- **Doel 1**
Wat at Kamala het liefst volgens de tekst over Kamala en Amala?
- **Doel 2**
Neem uit de tekst over Kamala en Amala letterlijk over van "Het waren inderdaad" tot en met "als een wolf.".

- **Tekstfragment**
#####

Het waren inderdaad twee meisjes. Men noemde hen Kamala en Amala.
Ze konden niet spreken en dus ook geen vragen beantwoorden, bijvoorbeeld hoe oud ze waren.
Kamala werd op acht jaar oud geschat, Amala op anderhalf.
In het weeshuis werden ze tussen mensenkinderen gezet en opgevoed.
Dat ging niet vanzelf goed. Amala stierf binnen een jaar.
Kamala zou naar schatting zeventien jaar oud worden.
In de eerste jaren wilde zij van mensen niets weten. Ze gromde naar hen en ontblootte haar tanden. In dieren was ze wel geïnteresseerd.
Ze liep op handen en voeten.
In december 1920 viel ze een kleuter aan. De kleuter werd gekrabd en flink gebeten.
Pas na twee jaar begon Kamala rechtop te lopen, aanvankelijk op haar knieën.
Echt vlot lopen leerde ze nooit. Zo had ze nooit haar handen vrij.
Ze at en dronk als een hond, uit een bak. Ze maakte geluid als een wolf.
Ze vermeed licht. Overdag zat ze met haar gezicht naar de muur te doezelen.
Maar ’s nachts wilde ze naar buiten. In het donker voelde ze zich thuis en bewoog ze zich op haar gemak.
Als ze at moest men niet in haar buurt komen. Dan rolde ze met haar ogen en gromde.
Liefst at ze vlees. Pas na jaren ook andere dingen.
Nog in 1922 at ze een dode kip die ze in de weeshuistuin vond met huid en haar en ingewanden op.
Ze snuffelde letterlijk haar omgeving af, op zoek naar voedsel. Ze snuffelde binnen en buiten.
Kleren wilde ze niet aan. Die scheurde ze zich van het lijf, tenzij ze stevig waren vastgenaaid.
Van een bad wilde ze niets weten.
Dankzij een domineespaar dat veel aan haar opvoeding deed,
weten we dit alles. En we weten nog meer.
Kamala vertoonde geen fijne gelaatsuitdrukkingen.
Toen haar zusje Amala stierf, verschenen er twee tranen op Kamala’s gezicht, maar er was geen veranderde uitdrukking op te lezen.
Dat de dood van haar zusje voor haar een slag moet zijn geweest weten we uit andere dingen.

#####

- **Geëxtraheerde gegevens**
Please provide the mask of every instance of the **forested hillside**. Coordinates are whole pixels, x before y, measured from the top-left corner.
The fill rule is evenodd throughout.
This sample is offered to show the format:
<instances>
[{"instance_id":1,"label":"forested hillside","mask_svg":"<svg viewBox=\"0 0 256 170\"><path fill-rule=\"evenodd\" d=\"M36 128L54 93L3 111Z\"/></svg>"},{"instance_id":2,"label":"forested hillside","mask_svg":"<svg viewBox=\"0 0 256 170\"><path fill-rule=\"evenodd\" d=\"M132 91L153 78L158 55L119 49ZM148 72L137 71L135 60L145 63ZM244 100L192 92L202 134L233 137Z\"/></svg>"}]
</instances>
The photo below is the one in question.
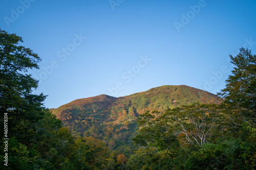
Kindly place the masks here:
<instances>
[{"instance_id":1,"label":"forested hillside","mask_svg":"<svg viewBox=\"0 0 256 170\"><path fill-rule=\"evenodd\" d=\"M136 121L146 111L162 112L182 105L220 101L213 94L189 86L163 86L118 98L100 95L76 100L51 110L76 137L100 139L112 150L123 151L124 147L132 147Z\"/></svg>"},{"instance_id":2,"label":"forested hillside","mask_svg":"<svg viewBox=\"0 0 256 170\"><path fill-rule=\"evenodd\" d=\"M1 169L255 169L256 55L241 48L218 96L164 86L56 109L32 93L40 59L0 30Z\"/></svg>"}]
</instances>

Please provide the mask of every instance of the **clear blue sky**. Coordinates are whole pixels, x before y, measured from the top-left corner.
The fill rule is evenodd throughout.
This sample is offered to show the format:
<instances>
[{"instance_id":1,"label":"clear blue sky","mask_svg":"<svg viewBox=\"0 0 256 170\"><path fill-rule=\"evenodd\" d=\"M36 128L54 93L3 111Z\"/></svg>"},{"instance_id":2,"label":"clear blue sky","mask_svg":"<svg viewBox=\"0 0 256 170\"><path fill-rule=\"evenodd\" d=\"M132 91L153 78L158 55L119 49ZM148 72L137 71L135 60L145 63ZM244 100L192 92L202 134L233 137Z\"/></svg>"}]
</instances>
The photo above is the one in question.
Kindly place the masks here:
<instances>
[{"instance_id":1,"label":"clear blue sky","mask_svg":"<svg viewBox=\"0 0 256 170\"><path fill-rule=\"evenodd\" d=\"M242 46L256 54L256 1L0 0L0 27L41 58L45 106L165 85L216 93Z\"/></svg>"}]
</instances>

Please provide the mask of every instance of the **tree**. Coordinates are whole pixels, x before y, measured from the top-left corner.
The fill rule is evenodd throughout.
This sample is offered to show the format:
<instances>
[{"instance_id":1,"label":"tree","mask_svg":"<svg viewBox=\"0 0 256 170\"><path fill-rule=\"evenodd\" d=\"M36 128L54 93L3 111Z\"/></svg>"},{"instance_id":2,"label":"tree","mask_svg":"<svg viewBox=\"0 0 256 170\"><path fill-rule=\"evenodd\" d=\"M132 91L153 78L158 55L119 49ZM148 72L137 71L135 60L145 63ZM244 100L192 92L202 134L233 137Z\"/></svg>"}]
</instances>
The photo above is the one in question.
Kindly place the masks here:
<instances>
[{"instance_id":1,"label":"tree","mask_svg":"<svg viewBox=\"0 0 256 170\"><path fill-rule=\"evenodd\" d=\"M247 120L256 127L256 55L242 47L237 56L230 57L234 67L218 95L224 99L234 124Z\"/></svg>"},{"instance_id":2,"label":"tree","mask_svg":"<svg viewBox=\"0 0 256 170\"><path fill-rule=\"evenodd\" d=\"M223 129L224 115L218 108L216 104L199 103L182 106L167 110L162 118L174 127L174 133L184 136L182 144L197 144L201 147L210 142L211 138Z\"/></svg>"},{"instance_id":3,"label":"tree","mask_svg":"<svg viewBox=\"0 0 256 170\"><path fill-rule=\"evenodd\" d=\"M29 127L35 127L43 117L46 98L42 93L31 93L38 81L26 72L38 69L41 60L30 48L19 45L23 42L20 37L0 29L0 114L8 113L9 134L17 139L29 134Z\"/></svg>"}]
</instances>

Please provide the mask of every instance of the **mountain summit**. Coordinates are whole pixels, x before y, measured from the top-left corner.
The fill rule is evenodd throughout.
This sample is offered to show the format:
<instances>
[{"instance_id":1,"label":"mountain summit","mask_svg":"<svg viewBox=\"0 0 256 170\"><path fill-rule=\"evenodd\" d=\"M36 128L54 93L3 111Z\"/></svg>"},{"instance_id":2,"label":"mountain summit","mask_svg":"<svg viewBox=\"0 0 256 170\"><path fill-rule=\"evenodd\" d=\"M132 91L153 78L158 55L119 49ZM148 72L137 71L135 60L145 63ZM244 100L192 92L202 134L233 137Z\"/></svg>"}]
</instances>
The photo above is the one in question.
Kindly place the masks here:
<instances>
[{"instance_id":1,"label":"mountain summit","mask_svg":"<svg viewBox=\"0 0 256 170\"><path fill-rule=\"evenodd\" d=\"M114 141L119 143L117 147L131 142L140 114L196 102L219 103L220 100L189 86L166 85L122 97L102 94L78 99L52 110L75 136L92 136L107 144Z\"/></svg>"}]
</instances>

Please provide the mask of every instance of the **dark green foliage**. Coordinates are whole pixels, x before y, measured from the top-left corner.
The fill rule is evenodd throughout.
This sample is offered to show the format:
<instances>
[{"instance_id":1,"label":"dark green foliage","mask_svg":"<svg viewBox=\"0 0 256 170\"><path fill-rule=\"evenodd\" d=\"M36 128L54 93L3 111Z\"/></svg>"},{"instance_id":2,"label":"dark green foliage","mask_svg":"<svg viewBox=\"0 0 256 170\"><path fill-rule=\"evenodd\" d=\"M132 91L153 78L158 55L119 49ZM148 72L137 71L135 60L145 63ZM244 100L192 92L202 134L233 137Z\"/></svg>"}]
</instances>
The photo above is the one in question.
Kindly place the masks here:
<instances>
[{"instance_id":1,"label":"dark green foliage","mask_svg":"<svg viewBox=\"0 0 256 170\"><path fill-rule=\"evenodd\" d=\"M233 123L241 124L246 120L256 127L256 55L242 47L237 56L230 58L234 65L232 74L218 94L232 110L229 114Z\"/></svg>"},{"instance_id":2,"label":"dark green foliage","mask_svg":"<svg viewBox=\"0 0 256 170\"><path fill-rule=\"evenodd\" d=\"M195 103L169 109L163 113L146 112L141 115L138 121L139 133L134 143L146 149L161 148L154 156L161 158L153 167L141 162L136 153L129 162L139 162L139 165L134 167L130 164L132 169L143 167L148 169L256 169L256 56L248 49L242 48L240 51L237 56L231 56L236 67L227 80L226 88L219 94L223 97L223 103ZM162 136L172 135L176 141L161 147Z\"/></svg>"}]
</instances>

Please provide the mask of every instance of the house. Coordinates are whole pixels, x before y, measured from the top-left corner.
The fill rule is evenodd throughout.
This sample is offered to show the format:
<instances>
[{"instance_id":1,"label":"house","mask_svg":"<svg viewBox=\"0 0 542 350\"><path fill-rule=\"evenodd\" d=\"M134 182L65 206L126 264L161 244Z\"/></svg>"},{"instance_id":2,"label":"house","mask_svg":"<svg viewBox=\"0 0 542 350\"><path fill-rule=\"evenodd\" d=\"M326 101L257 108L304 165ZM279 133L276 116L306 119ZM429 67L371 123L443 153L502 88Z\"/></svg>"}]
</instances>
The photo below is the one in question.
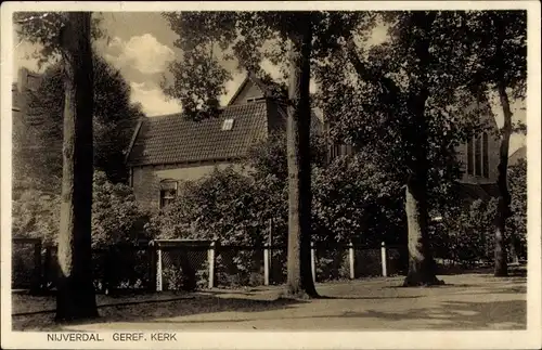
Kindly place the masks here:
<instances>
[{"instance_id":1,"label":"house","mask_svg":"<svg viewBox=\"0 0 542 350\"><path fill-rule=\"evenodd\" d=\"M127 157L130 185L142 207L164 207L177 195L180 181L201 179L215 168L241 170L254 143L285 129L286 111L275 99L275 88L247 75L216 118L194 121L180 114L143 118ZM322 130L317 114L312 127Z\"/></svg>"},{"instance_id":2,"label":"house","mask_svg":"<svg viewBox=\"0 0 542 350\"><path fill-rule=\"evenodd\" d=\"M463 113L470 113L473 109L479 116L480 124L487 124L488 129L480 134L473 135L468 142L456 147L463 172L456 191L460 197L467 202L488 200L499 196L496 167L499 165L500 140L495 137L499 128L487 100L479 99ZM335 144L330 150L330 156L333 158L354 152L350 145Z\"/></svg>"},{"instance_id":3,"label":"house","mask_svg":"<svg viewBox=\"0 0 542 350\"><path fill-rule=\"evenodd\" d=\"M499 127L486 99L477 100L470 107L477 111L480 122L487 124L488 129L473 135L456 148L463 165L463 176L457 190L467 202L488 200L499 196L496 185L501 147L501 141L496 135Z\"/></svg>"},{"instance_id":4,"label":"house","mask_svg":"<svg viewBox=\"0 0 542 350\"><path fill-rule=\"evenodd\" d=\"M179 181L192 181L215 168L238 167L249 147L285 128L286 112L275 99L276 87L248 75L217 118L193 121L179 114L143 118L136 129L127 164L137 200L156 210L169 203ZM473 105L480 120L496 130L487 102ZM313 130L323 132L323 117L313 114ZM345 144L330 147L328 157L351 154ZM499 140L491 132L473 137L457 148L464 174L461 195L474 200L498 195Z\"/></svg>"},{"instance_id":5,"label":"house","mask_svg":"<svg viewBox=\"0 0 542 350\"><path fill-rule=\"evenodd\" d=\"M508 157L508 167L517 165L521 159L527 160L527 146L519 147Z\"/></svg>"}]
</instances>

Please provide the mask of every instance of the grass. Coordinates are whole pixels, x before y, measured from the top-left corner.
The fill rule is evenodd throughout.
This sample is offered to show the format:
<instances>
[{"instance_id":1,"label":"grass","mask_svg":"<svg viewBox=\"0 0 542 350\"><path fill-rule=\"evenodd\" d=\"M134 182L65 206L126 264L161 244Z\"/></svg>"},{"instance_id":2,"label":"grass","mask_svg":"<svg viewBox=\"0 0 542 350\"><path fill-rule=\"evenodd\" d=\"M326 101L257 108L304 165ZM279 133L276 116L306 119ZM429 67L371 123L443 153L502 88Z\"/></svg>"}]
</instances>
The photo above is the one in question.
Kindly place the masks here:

#####

- **Verwacht antwoord 1**
Vlees.

- **Verwacht antwoord 2**
Het waren inderdaad twee meisjes. Men noemde hen Kamala en Amala.
Ze konden niet spreken en dus ook geen vragen beantwoorden, bijvoorbeeld hoe oud ze waren.
Kamala werd op acht jaar oud geschat, Amala op anderhalf.
In het weeshuis werden ze tussen mensenkinderen gezet en opgevoed.
Dat ging niet vanzelf goed. Amala stierf binnen een jaar.
Kamala zou naar schatting zeventien jaar oud worden.
In de eerste jaren wilde zij van mensen niets weten. Ze gromde naar hen en ontblootte haar tanden. In dieren was ze wel geïnteresseerd.
Ze liep op handen en voeten.
In december 1920 viel ze een kleuter aan. De kleuter werd gekrabd en flink gebeten.
Pas na twee jaar begon Kamala rechtop te lopen, aanvankelijk op haar knieën.
Echt vlot lopen leerde ze nooit. Zo had ze nooit haar handen vrij.
Ze at en dronk als een hond, uit een bak. Ze maakte geluid als een wolf.